__WHAT YOU WILL DO__
Pictures don't belong in the copy; print all the records exactly.

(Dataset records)
++++++++++
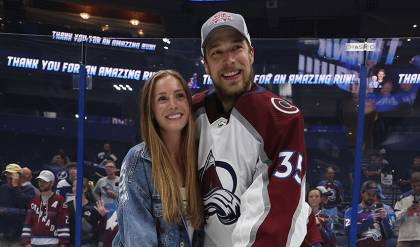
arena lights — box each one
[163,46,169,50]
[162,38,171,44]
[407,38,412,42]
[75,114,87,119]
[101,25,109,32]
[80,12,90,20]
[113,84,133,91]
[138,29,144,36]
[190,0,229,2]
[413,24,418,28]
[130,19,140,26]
++++++++++
__FINAL ANSWER__
arena lights — box each one
[163,46,169,50]
[162,38,171,44]
[407,38,412,42]
[75,114,87,119]
[101,25,109,32]
[80,12,90,20]
[113,84,133,91]
[138,29,144,36]
[190,0,229,2]
[413,24,418,28]
[130,19,140,26]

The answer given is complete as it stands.